* What you should do *
Rewrite the listing from the line with "Target: white downspout" through the end of the listing, replacing "gray vinyl siding" with "beige vinyl siding" and leaving everything else as is.

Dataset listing

□ □ □ □

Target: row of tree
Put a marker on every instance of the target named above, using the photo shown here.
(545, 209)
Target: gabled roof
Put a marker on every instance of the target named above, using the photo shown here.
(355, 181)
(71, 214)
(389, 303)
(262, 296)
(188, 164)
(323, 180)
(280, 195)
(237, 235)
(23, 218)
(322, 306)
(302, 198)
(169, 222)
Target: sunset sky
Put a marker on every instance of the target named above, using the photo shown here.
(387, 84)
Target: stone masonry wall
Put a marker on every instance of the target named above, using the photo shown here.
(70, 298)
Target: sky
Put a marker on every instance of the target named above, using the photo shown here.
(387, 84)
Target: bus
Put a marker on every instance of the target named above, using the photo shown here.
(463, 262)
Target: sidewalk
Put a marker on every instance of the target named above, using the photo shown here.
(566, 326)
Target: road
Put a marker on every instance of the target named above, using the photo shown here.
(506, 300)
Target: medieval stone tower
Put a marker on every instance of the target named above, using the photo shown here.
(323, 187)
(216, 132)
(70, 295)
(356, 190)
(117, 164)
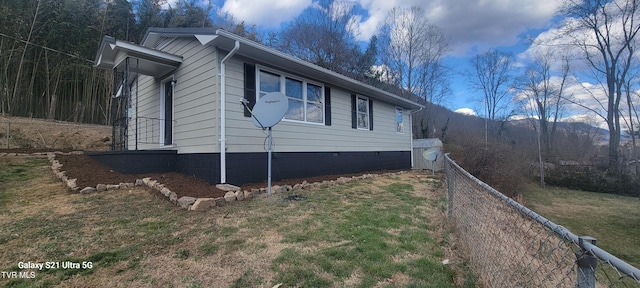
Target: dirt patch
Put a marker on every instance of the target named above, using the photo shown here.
(43, 134)
(90, 173)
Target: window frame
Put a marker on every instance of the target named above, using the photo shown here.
(367, 114)
(399, 125)
(305, 101)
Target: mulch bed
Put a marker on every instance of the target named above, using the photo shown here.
(90, 173)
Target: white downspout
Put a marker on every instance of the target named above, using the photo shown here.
(411, 134)
(223, 114)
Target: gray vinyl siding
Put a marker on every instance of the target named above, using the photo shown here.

□ □ □ □

* Solution to this problem *
Target: white downspout
Put a marker on every instance of the target named above, using the photo shown here.
(411, 134)
(223, 114)
Target: beige vinyl siding
Put a marker on every instance of the target named above, using the photo shown here.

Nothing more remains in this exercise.